'''
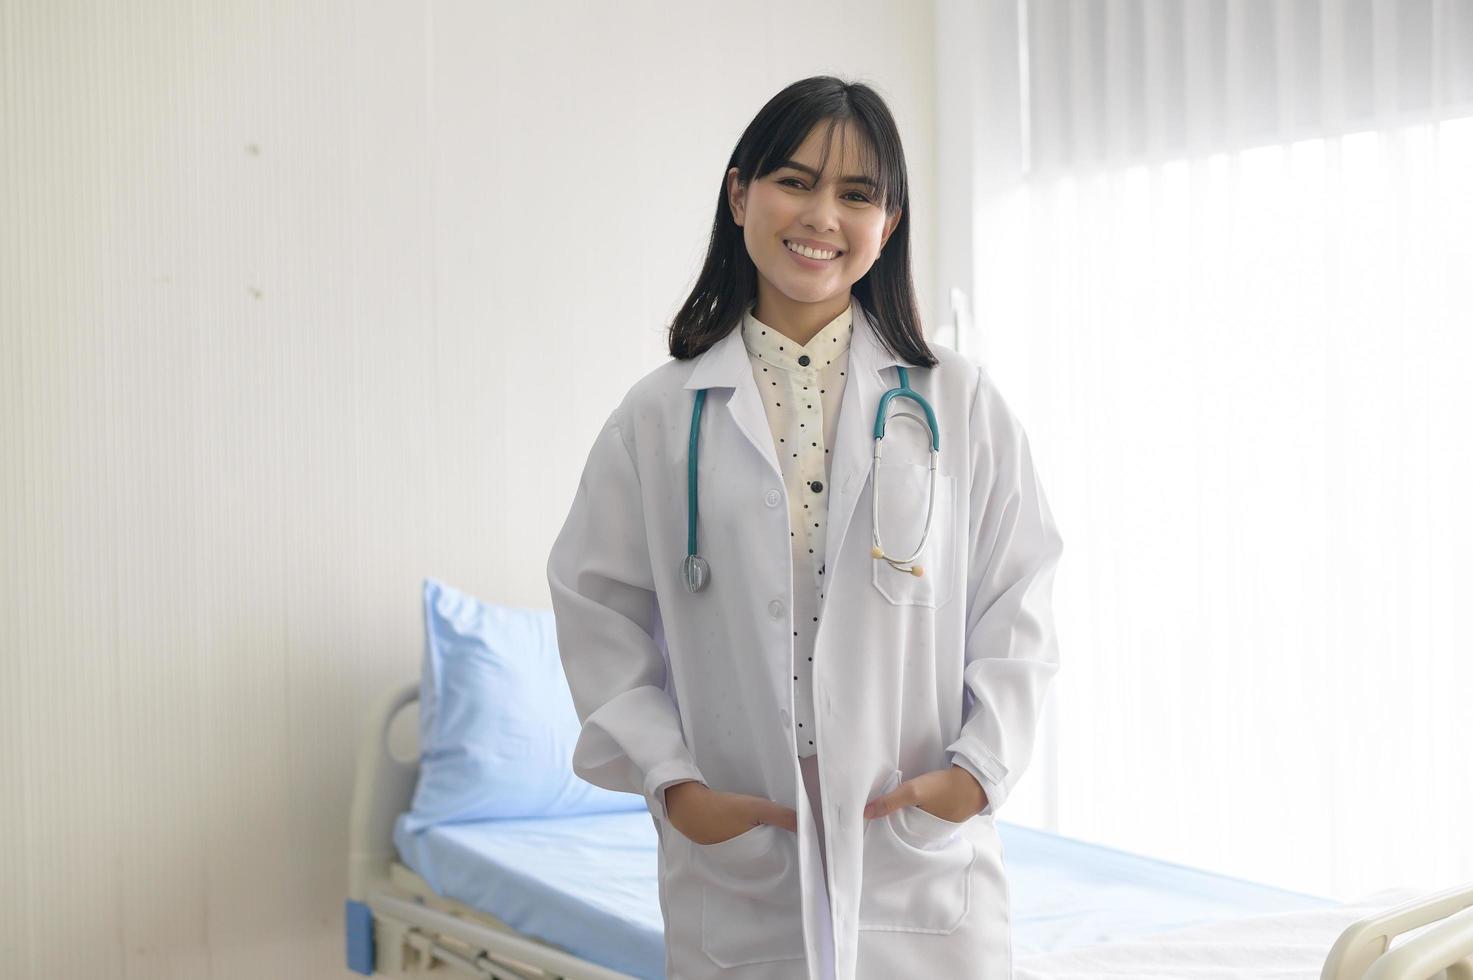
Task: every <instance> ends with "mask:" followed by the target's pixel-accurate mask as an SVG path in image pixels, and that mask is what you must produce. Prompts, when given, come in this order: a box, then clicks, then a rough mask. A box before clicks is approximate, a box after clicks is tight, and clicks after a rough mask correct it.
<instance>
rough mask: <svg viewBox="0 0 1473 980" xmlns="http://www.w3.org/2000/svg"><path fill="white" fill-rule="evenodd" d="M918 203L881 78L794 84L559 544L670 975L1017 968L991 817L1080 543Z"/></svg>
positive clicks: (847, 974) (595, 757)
'''
'''
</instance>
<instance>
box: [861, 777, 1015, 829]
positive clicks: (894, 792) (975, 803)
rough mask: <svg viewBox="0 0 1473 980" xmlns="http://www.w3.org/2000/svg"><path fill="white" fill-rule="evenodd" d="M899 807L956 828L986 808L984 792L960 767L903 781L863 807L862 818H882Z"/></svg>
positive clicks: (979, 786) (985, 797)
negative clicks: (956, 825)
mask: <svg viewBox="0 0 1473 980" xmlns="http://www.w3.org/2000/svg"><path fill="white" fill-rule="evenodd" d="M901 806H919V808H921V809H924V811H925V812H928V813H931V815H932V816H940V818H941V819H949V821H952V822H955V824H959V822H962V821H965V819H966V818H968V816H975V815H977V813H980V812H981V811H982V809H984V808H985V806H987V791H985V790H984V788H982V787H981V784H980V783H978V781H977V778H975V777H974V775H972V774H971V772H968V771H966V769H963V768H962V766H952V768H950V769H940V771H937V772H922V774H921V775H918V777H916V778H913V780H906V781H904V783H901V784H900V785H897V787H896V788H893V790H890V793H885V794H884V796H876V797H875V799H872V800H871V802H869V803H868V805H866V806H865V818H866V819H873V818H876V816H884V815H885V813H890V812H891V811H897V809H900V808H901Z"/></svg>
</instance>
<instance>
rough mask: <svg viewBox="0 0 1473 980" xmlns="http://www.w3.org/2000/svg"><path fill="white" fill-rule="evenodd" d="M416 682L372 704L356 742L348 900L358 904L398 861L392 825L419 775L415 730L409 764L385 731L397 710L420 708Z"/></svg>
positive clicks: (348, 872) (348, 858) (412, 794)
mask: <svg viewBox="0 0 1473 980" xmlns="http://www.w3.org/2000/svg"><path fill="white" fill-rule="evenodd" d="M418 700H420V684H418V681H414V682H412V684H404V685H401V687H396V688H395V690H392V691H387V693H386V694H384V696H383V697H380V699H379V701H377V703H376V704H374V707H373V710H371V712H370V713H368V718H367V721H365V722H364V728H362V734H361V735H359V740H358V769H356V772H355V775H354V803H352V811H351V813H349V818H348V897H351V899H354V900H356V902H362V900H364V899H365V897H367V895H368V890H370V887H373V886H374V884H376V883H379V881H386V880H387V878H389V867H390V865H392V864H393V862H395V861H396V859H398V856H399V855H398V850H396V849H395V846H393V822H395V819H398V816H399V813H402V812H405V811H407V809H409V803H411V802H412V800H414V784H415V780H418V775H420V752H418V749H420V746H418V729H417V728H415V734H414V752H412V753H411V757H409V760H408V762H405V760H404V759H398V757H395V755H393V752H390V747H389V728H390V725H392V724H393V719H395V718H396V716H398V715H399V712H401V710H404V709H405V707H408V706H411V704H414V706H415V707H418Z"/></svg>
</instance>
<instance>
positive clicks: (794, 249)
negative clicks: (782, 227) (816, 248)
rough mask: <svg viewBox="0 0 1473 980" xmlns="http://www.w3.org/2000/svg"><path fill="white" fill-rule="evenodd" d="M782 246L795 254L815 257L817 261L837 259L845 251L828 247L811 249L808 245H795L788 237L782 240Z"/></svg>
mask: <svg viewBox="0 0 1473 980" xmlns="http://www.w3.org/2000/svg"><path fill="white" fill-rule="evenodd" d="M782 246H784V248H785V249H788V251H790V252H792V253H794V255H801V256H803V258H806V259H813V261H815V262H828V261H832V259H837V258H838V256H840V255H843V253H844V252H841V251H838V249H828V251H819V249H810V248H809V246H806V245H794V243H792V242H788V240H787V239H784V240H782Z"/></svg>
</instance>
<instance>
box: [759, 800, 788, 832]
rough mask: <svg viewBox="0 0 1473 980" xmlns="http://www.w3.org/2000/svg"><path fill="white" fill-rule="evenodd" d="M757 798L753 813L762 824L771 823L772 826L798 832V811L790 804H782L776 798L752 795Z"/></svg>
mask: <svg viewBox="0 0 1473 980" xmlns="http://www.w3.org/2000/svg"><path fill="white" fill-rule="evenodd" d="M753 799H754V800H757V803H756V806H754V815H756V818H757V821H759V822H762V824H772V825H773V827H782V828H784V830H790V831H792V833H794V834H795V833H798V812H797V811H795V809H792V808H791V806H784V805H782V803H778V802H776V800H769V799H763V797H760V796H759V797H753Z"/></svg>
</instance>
'''
• [ABOUT THIS EXERCISE] Take the entries above and return only the lines from the one with "Task: every <instance>" to the one with "positive clicks: (847, 974) (595, 757)", both included, unchanged.

• [SOLUTION]
Task: every <instance> ends with "mask:" followed by the target's pixel-accurate mask as an SVG path in image pixels, and that mask is what you must produce. Prompts, when given, come in this order: a box, then clicks, then a rough mask. A box before clicks is approximate, a box after clicks is tight, and clicks after a rough mask correct it.
<instance>
rough mask: <svg viewBox="0 0 1473 980" xmlns="http://www.w3.org/2000/svg"><path fill="white" fill-rule="evenodd" d="M918 203L881 78L794 84L559 544L670 975L1017 968L991 817L1080 543Z"/></svg>
positive clicks: (847, 974) (595, 757)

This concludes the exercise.